(DATA FOR PROCESSING)
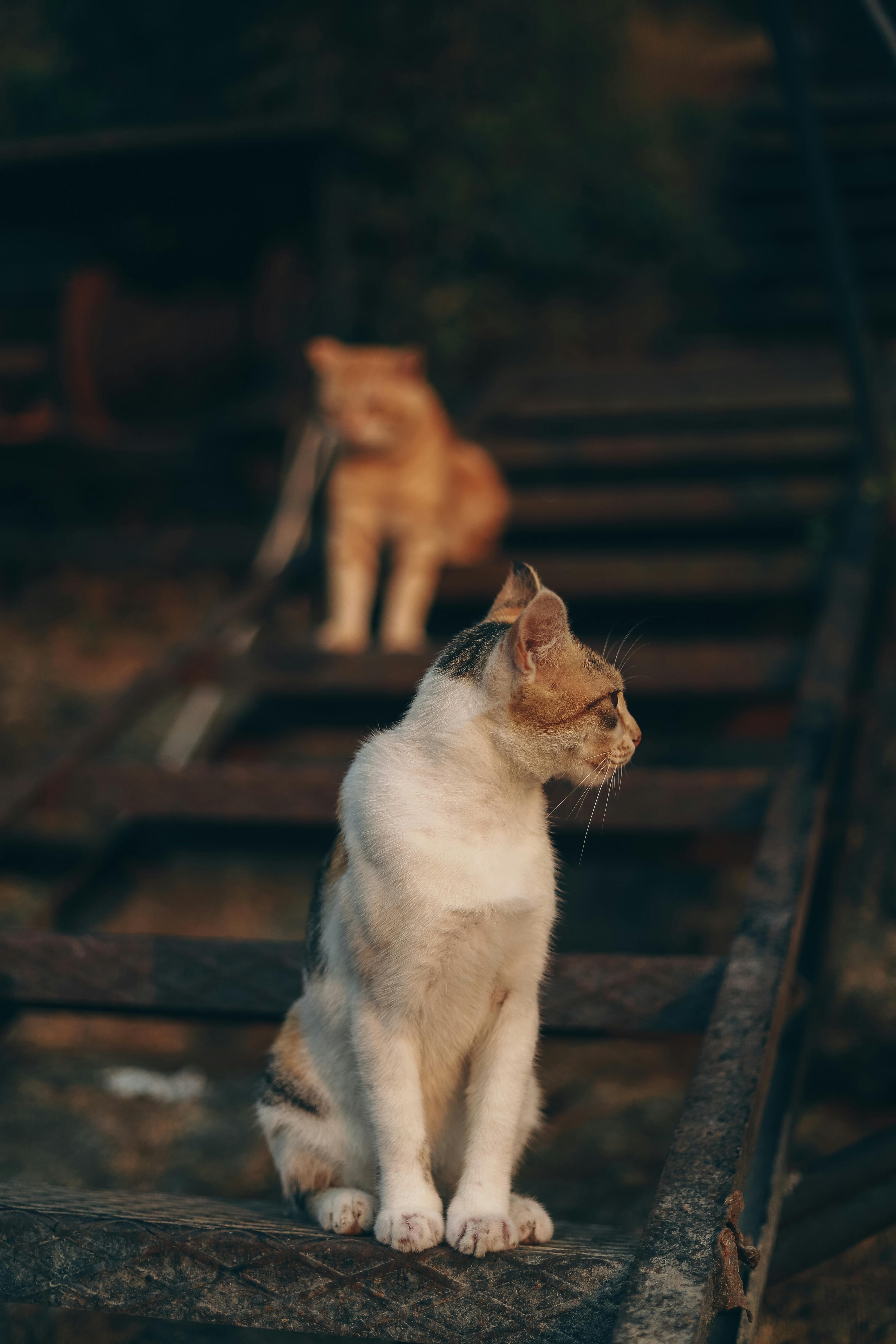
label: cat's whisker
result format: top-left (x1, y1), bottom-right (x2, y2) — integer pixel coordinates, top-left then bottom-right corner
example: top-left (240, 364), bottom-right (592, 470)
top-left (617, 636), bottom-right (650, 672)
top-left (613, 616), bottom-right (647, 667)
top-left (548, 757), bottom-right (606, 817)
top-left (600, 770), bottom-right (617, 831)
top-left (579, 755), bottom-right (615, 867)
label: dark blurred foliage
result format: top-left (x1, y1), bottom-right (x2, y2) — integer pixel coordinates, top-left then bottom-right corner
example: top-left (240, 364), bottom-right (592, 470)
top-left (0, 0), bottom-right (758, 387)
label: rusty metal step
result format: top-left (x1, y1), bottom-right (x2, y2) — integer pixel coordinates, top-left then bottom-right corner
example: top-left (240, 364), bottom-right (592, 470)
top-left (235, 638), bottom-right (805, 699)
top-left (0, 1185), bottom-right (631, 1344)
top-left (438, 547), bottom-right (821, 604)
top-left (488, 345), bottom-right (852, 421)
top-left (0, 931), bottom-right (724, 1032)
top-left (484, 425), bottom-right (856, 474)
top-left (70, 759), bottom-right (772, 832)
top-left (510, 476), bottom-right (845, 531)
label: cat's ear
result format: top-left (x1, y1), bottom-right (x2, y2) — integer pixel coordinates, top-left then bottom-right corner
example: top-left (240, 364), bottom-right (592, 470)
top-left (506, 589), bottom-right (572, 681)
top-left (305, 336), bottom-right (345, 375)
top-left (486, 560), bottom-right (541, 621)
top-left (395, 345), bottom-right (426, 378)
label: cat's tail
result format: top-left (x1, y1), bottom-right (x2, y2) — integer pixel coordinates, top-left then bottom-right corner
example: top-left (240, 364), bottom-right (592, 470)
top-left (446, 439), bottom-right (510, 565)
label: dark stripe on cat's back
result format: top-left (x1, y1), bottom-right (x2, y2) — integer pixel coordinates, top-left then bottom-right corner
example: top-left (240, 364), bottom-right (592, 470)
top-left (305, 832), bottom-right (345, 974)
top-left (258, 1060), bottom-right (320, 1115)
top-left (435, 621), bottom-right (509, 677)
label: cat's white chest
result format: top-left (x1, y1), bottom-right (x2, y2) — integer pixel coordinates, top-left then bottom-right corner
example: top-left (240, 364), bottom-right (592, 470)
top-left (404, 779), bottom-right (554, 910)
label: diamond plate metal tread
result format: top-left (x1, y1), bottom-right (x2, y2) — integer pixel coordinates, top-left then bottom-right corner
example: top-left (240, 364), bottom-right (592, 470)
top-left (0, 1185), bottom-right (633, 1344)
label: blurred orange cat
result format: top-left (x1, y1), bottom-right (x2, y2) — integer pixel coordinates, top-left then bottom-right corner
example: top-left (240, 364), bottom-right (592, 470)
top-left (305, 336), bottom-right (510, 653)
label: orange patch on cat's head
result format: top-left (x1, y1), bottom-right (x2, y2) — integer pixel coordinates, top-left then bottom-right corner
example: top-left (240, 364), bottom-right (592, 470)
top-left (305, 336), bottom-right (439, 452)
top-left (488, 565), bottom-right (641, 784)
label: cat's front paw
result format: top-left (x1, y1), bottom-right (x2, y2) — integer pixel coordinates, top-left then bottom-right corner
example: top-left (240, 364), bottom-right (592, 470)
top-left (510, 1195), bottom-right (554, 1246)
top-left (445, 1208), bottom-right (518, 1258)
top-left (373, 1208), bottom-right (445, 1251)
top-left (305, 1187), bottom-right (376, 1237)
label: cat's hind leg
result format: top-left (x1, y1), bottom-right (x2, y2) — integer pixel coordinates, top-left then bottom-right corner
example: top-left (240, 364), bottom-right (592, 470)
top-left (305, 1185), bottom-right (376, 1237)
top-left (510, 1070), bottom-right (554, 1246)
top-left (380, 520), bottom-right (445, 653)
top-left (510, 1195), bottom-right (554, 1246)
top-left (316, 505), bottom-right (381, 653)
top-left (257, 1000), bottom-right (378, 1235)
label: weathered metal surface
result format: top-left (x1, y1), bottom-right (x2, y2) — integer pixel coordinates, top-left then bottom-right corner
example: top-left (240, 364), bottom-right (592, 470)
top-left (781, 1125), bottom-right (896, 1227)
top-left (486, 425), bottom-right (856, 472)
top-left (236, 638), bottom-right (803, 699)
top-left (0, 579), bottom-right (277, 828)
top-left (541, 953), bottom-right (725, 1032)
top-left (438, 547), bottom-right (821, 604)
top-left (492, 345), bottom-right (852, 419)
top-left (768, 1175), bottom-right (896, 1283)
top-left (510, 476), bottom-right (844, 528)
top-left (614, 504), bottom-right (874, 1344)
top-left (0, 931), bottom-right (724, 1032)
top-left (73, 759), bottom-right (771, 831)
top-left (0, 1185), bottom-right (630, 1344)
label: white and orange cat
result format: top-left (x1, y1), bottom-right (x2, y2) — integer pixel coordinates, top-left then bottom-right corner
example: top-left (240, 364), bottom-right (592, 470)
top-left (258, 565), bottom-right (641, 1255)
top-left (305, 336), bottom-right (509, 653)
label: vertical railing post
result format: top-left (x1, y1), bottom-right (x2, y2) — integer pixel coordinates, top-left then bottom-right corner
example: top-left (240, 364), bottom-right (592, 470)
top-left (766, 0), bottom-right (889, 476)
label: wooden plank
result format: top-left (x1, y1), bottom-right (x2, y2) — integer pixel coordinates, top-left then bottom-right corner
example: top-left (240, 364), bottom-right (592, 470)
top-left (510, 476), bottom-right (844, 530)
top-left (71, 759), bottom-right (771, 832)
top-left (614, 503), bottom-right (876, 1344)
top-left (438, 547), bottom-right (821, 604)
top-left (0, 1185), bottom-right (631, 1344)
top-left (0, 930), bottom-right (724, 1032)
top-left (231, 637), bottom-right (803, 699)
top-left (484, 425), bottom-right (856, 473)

...

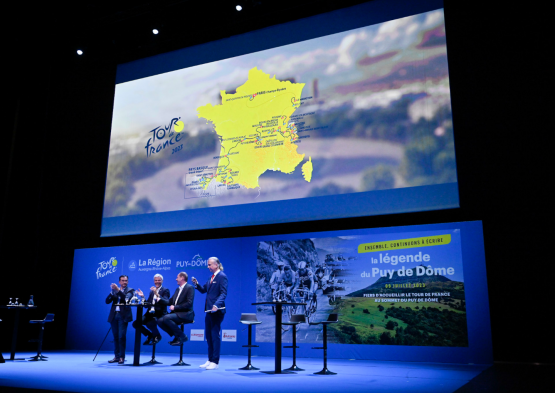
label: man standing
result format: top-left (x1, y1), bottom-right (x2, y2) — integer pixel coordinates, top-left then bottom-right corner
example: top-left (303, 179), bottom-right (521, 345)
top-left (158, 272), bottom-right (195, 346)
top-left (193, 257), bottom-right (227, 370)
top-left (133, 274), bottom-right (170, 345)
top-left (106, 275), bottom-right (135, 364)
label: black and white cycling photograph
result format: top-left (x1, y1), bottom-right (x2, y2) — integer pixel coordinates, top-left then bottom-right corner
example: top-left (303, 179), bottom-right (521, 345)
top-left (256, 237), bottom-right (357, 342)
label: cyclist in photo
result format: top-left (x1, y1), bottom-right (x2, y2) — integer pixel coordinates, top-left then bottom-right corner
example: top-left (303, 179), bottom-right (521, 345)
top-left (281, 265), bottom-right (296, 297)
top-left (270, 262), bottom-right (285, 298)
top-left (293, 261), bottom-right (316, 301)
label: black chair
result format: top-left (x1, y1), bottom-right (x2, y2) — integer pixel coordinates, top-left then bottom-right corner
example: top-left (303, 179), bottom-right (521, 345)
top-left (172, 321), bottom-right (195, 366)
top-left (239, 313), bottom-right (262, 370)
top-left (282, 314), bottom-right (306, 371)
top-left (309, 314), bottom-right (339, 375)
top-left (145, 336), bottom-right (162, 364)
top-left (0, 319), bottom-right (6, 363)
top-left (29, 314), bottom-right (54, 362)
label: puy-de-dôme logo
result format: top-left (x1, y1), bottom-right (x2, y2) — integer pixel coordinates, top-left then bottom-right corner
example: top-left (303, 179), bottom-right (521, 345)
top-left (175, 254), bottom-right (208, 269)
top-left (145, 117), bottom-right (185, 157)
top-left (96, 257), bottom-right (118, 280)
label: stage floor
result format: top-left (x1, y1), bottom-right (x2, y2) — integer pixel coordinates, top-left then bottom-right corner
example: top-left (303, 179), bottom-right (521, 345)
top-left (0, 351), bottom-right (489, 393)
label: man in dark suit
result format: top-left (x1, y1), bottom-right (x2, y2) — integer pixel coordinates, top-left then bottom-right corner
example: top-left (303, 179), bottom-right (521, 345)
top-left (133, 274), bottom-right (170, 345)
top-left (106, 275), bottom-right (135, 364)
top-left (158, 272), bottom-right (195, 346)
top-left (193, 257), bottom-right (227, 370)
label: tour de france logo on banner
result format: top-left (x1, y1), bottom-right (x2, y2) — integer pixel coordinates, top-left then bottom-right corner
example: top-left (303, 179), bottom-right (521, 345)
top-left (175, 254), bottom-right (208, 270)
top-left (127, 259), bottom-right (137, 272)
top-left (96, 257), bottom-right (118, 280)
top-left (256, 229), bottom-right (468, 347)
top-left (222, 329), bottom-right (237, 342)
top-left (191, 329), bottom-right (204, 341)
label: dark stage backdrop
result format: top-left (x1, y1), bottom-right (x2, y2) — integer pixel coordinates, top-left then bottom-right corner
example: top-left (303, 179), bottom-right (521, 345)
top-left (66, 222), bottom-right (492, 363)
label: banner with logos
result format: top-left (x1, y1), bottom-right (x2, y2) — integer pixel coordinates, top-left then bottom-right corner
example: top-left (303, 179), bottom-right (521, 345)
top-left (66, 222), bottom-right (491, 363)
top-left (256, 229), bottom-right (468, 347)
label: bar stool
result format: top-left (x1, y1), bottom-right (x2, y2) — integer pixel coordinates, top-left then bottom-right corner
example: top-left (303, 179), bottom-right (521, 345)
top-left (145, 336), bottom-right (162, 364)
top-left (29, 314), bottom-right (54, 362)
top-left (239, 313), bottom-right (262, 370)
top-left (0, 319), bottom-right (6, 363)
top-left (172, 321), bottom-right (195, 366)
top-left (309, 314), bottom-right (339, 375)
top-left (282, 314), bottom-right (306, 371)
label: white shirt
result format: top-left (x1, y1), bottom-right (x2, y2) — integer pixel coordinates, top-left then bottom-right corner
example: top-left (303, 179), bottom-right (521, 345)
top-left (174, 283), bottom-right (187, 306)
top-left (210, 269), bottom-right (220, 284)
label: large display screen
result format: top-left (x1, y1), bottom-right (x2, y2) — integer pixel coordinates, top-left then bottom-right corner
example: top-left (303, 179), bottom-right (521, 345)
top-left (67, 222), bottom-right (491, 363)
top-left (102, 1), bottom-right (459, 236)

(WHAT IS REQUIRED) Replace "integer pixel coordinates" with "whole-number pixel coordinates" in the lines between the line holding "label: black and white cycling photograph" and the line holding "top-left (256, 237), bottom-right (357, 342)", inclusive, and give those lines again with everything else unchanged.

(ANSWER IN FULL)
label: black and white cycling photograph
result format: top-left (x1, y1), bottom-right (x2, y2) — whole-number pixel coordinates, top-left then bottom-right corner
example: top-left (303, 179), bottom-right (521, 345)
top-left (256, 237), bottom-right (357, 342)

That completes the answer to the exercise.